Task instructions
Output, with no changes, the span of lines that opens with the line containing "# point at: window (one per instance)" and closes with the last line.

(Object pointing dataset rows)
************

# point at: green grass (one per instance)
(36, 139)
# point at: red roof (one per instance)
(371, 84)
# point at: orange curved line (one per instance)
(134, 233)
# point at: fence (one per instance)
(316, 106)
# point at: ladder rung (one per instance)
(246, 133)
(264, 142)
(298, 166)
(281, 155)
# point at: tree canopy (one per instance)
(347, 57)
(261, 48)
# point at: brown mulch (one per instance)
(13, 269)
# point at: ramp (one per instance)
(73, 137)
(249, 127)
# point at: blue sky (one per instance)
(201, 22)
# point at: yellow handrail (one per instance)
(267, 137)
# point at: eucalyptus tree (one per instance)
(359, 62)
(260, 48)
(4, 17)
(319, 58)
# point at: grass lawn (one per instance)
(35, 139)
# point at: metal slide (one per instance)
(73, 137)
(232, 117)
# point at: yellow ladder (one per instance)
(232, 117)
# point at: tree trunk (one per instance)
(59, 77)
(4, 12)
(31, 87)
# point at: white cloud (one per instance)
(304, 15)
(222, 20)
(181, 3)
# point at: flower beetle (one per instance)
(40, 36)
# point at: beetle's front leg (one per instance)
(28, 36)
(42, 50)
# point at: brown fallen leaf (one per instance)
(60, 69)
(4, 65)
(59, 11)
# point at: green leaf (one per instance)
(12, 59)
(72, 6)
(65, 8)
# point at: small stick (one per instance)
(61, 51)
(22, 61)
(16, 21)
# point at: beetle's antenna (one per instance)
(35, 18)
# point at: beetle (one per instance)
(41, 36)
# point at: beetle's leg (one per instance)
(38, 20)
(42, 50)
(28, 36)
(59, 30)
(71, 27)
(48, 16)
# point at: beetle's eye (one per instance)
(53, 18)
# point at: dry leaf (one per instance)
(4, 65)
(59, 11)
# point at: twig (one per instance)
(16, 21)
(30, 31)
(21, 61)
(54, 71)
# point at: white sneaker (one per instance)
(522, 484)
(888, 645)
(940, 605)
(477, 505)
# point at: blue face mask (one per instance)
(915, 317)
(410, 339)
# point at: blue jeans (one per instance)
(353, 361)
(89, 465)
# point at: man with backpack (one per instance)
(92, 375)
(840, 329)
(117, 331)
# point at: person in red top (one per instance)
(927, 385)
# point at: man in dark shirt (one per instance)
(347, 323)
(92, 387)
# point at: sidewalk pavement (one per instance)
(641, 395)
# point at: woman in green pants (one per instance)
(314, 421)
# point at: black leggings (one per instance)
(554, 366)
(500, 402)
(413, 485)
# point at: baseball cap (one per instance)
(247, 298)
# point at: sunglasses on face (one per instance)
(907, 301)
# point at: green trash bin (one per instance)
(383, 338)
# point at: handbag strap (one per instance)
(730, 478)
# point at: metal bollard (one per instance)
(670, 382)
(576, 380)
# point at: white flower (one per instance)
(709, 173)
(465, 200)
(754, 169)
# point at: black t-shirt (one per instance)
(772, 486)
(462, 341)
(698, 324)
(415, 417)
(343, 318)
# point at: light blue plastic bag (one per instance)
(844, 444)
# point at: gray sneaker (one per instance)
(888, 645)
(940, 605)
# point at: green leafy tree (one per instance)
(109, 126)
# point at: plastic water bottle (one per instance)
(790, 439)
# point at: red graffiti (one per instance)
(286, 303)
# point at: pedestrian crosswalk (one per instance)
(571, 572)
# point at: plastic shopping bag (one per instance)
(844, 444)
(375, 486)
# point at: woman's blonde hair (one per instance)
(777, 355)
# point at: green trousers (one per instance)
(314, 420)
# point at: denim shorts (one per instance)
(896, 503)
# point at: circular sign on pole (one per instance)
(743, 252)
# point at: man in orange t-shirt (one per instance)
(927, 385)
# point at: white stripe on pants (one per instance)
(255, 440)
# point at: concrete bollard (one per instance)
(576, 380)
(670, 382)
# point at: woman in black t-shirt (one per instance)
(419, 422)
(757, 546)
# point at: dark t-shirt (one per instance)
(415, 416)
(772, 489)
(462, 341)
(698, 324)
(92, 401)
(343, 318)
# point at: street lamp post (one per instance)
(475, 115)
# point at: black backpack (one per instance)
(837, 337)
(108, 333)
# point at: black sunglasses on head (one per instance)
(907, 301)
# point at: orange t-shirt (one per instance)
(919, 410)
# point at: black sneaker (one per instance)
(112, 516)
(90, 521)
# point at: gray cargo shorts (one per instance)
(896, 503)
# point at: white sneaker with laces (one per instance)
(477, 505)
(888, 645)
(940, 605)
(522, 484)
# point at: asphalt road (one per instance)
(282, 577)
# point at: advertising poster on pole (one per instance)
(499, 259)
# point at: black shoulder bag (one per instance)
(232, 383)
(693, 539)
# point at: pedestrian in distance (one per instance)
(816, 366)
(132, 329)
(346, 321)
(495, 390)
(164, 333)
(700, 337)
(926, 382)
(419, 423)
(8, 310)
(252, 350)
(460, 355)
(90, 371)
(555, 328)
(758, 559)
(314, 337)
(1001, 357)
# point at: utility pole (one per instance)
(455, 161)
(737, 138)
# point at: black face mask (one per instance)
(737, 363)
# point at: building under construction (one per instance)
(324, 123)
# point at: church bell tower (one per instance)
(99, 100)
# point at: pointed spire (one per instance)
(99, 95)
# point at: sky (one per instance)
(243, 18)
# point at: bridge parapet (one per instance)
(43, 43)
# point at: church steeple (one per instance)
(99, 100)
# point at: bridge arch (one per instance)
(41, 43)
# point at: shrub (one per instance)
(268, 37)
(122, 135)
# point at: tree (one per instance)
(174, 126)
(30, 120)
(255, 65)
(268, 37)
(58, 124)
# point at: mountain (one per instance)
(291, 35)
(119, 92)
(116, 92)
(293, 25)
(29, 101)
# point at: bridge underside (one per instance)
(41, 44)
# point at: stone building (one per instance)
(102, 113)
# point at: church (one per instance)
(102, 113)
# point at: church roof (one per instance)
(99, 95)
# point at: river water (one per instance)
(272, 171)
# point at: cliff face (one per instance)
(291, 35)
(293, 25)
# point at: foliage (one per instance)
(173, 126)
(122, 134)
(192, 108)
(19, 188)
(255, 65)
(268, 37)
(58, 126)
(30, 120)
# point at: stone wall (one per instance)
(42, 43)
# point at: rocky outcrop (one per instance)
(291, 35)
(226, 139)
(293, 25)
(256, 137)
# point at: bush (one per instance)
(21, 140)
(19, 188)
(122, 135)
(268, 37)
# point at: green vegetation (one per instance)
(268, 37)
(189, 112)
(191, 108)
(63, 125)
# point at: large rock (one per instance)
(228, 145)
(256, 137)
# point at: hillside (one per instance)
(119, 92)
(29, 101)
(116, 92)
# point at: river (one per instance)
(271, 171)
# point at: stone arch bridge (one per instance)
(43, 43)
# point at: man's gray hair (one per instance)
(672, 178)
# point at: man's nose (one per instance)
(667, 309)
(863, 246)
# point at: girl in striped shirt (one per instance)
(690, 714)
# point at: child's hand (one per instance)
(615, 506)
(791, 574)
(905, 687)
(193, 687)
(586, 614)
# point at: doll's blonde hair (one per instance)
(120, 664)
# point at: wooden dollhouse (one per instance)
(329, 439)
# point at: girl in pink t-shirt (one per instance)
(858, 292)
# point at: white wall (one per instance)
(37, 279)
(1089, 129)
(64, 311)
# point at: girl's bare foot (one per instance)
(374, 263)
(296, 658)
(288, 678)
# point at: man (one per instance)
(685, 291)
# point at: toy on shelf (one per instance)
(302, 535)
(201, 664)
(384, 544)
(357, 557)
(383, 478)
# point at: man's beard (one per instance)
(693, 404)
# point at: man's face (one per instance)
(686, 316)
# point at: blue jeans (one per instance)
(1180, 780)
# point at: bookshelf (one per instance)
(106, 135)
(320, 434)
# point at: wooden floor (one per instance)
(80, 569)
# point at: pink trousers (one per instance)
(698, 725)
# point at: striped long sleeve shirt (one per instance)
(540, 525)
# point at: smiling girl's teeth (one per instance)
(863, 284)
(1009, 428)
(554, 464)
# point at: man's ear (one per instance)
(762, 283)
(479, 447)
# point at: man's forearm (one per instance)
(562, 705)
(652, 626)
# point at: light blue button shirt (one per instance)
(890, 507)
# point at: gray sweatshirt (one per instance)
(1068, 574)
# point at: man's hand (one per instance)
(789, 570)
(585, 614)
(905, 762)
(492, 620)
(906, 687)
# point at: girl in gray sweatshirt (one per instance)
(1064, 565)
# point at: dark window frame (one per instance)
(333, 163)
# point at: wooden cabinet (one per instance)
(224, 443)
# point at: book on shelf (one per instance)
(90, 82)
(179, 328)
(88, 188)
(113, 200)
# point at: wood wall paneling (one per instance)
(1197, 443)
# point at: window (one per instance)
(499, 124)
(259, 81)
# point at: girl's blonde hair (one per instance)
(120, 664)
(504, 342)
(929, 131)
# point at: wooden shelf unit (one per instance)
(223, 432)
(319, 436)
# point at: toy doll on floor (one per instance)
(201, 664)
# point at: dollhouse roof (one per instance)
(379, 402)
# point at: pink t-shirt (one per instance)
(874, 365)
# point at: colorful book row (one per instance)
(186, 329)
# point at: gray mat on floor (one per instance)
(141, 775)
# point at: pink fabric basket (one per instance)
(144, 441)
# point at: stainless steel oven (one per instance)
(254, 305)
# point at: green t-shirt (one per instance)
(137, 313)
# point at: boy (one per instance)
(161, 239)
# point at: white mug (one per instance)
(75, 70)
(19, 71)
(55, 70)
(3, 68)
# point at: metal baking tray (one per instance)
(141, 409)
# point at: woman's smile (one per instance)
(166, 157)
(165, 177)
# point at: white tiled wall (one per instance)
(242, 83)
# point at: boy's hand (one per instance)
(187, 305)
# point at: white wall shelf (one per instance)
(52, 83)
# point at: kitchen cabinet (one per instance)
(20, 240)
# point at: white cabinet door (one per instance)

************

Result
# point at: window (one per instance)
(499, 124)
(259, 81)
# point at: girl's blonde hair (one per instance)
(120, 664)
(504, 342)
(929, 131)
# point at: wooden shelf unit (one per instance)
(223, 432)
(319, 436)
# point at: toy doll on floor (one per instance)
(201, 664)
# point at: dollhouse roof (one per instance)
(379, 402)
# point at: pink t-shirt (one per instance)
(874, 365)
# point at: colorful book row (one per instance)
(186, 329)
# point at: gray mat on floor (one per instance)
(141, 775)
# point at: pink fabric basket (one per instance)
(144, 441)
# point at: stainless steel oven (one per instance)
(254, 305)
# point at: green t-shirt (one per instance)
(137, 313)
# point at: boy (one per instance)
(161, 239)
# point at: white mug (one per instance)
(75, 70)
(19, 71)
(55, 70)
(3, 68)
# point at: metal baking tray (one per instance)
(141, 409)
# point at: woman's smile (one per instance)
(166, 157)
(165, 177)
# point at: white tiled wall (one per instance)
(242, 83)
# point at: boy's hand (one per instance)
(187, 305)
# point at: white wall shelf (one per instance)
(52, 83)
# point at: kitchen cabinet (one per instance)
(20, 240)
# point at: white cabinet door (one per instance)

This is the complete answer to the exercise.